Source extract
Waiting For Sunrise by William Boyd
Bloomsbury $36.99
At first sight, Lysander Rief, standing on the corner of the Augustiner Strasse in 1913 Vienna, looks like a hero. He's young, "almost conventionally handsome", clean-shaven, well-tailored, and broad of shoulder. "He presented," we're later told, "a highly plausible rendition of a worldly, informed, educated man - but he knew how flimsy the disguise was whenever he encountered people with real brains."
He is, according to the narrator of Waiting For Sunrise, a bit of a fake. Nonetheless, in the course of the novel, he finds himself embroiled in sexual scandals, daring escapes, a stolen libretto, international espionage, a shooting on a ferry, a Zeppelin raid, a brace of femmes fatales, the trenches of the Western Front and a mission to unmask a traitor code-named Andromeda.

Provided material
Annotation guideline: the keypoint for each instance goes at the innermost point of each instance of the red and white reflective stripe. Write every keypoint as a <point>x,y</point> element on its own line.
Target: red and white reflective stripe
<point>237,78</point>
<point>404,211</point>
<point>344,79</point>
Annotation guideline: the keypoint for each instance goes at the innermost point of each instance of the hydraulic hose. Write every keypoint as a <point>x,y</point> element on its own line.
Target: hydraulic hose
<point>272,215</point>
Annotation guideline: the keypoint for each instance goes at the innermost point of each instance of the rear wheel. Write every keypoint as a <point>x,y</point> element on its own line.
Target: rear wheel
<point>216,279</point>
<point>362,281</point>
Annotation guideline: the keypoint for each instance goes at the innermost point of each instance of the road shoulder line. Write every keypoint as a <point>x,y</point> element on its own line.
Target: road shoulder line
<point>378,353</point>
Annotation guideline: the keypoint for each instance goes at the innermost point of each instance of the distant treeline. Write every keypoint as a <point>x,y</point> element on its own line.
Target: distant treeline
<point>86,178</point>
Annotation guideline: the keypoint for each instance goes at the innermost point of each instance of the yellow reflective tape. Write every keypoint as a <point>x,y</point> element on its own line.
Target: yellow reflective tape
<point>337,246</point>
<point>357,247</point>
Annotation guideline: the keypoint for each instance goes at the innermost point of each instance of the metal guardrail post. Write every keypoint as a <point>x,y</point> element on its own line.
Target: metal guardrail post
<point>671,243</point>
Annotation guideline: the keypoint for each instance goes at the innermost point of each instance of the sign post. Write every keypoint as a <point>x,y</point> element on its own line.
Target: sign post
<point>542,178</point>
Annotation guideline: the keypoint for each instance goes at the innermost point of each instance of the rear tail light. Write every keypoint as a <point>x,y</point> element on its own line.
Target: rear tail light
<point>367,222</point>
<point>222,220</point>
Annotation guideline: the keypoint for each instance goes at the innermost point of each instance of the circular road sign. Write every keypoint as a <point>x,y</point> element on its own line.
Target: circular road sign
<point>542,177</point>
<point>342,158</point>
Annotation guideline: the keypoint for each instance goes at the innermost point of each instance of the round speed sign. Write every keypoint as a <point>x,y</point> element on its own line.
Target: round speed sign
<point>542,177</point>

Directions
A. Update the review of Waiting For Sunrise by giving everything from "Waiting For Sunrise by" down to "traitor code-named Andromeda." again, with "Vienna" changed to "Berlin".
B. According to the review of Waiting For Sunrise, why is Lysander Rief a bit of a fake?

Exercise answers
A.
Waiting For Sunrise by William Boyd
Bloomsbury $36.99
At first sight, Lysander Rief, standing on the corner of the Augustiner Strasse in 1913 Berlin, looks like a hero. He's young, "almost conventionally handsome", clean-shaven, well-tailored, and broad of shoulder. "He presented," we're later told, "a highly plausible rendition of a worldly, informed, educated man - but he knew how flimsy the disguise was whenever he encountered people with real brains."
He is, according to the narrator of Waiting For Sunrise, a bit of a fake. Nonetheless, in the course of the novel, he finds himself embroiled in sexual scandals, daring escapes, a stolen libretto, international espionage, a shooting on a ferry, a Zeppelin raid, a brace of femmes fatales, the trenches of the Western Front and a mission to unmask a traitor code-named Andromeda.

B. He gives a highly plausible rendition of a worldly, informed, educated man. He knows the disguise is flimsy whenever he meets people with real brains.